INSTRUCTIONS FOR THE TASK:
Below are records; output all of them exactly.

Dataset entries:
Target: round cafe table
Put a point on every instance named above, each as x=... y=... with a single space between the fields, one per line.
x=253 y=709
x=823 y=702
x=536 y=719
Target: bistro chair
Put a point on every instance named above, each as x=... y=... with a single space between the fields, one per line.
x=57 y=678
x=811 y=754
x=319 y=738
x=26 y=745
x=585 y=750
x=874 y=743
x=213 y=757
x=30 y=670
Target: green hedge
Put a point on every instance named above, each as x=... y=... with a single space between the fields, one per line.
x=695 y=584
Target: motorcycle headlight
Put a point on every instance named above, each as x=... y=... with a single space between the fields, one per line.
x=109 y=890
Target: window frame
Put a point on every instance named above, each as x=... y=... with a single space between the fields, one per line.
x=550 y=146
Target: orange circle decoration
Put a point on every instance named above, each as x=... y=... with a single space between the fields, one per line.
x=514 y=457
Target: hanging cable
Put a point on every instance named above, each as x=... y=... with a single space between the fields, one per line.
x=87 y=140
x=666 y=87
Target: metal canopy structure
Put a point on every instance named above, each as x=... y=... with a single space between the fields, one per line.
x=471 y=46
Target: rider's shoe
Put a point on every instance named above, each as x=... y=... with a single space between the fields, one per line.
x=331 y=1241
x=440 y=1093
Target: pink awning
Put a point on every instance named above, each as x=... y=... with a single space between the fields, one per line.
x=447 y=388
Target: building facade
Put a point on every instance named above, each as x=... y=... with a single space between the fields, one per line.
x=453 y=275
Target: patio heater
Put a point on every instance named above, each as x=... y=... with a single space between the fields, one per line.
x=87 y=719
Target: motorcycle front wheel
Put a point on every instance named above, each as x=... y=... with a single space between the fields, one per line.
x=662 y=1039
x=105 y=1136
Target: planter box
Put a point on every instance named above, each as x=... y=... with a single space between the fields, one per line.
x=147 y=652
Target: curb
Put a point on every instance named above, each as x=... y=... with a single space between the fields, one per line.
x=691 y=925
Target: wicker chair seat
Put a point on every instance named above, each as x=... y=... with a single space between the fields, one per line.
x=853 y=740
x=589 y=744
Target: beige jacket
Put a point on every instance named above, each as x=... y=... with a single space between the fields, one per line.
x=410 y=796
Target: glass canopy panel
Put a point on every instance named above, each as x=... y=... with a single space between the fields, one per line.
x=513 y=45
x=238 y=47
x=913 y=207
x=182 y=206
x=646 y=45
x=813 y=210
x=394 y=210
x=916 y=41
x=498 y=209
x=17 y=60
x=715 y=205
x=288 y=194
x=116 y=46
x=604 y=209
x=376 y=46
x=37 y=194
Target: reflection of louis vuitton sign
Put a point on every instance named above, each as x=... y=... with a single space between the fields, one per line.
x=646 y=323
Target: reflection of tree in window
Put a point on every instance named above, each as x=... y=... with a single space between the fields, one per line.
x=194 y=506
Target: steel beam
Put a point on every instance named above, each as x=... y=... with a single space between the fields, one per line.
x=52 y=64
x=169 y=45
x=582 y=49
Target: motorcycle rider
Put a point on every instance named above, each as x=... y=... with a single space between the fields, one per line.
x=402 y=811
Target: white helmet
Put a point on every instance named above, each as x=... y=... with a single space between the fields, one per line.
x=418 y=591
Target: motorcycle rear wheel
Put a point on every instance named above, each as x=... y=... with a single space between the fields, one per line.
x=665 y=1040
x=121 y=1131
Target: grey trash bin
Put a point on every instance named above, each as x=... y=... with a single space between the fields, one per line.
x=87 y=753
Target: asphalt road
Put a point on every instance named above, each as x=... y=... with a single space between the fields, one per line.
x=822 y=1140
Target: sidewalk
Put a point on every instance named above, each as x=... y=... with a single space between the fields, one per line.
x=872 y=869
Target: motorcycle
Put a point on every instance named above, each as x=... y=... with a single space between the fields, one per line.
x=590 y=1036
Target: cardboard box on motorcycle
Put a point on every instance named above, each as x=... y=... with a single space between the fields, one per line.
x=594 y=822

ANSWER SECTION:
Target: round cafe table
Put a point on every instance named above, each as x=... y=... with a single space between the fields, one per line.
x=253 y=709
x=823 y=702
x=536 y=719
Target: bistro chair
Put a point on every instance named above, each as x=... y=... with a single space between the fields, one per line.
x=57 y=678
x=811 y=754
x=319 y=738
x=26 y=745
x=585 y=750
x=874 y=743
x=213 y=757
x=30 y=670
Target: green hedge
Put a point on every instance named above, each as x=... y=... with a single space between the fields, one per line.
x=695 y=584
Target: motorcycle headlight
Put a point on every instance named above, each as x=... y=... with a single space between the fields, one per line.
x=109 y=890
Target: window frame
Put a point on every instance named above, each as x=... y=... with a single space between the fields, one per line.
x=550 y=146
Target: orange circle decoration
Put a point on every instance named above, each as x=... y=... with a single space between the fields, one per line.
x=514 y=457
Target: hanging cable
Put a point on every instance named above, each as x=... y=... with a single space between the fields, one per line.
x=87 y=140
x=666 y=87
Target: metal canopy structure
Put a point on every instance named above, each as x=... y=... with a single space between the fields, one per line.
x=471 y=46
Target: rider's shoe
Put a point on every instance named above, each as x=... y=... with a single space between the fields, one per line.
x=331 y=1241
x=440 y=1093
Target: pink awning
Put a point on every instance named above, each as x=... y=... with a single space between the fields, one per line.
x=447 y=388
Target: building facade
Put a point on every instance named above, each as x=... y=... with a single space between the fields, one per line.
x=453 y=275
Target: patio heater
Put a point on every instance named above, each as x=... y=... with a single space between the fields, one per line.
x=87 y=719
Target: motorcycle front wheel
Put a point on every instance named above, each as x=... y=... with a single space between the fields, one per line.
x=662 y=1039
x=105 y=1136
Target: planter box
Put a point on every instance named above, each as x=... y=... with a single space between the fields, one per line.
x=147 y=652
Target: curb
Put a point on every instance named above, each as x=... y=... with a single space between the fields, one per line.
x=691 y=925
Target: wicker chair seat
Put a point on every instance named above, each as x=... y=... with a single space between the fields, one per line.
x=853 y=740
x=589 y=744
Target: beige jacket
Put a point on every instance named above, each as x=... y=... with a single space between the fields, one per line.
x=410 y=796
Target: glass canopy panel
Put a point on every instance named above, each as x=... y=... with a single space between the fields, one per line.
x=513 y=45
x=238 y=47
x=913 y=207
x=182 y=206
x=646 y=45
x=813 y=210
x=394 y=210
x=916 y=41
x=498 y=209
x=17 y=60
x=715 y=205
x=288 y=194
x=116 y=46
x=604 y=209
x=376 y=46
x=37 y=194
Target: reflection of louis vuitton sign
Put a point on every instance named above, each as x=... y=... with a single space between the fields, one per line.
x=646 y=323
Target: reflection of tree in window
Put a point on every instance named above, each as x=... y=... with a single space between the fields, one per line.
x=194 y=506
Target: steel beam
Put a point on every instance named above, each as x=... y=... with a single space between the fields, one per line.
x=52 y=64
x=169 y=45
x=582 y=49
Target: motorcycle rider
Put a point on every instance named above, each as x=... y=... with a single space between the fields, one per line.
x=402 y=811
Target: white helmet
Put a point on every instance named above, each as x=... y=... with a single space between the fields, one per line.
x=418 y=591
Target: motorcycle rear wheel
Put a point on every instance named above, each as x=... y=... with a single space between the fields, one per line.
x=665 y=1040
x=121 y=1131
Target: grey trash bin
Put a point on every instance named above, each as x=... y=... with a single space between the fields, one per line.
x=87 y=753
Target: asphalt road
Put a point on every instance named above, each as x=... y=... with a single space between the fields, one per line.
x=822 y=1140
Target: sidewalk
Put a point on every instance named above, each as x=... y=... with a single space between the fields, one per line.
x=872 y=869
Target: motorcycle
Put a point on every instance named above, each as x=... y=... with a single space between the fields, one per line.
x=590 y=1036
Target: cardboard box on motorcycle
Put a point on every instance named above, each as x=... y=... with a single space between the fields, one per line.
x=594 y=822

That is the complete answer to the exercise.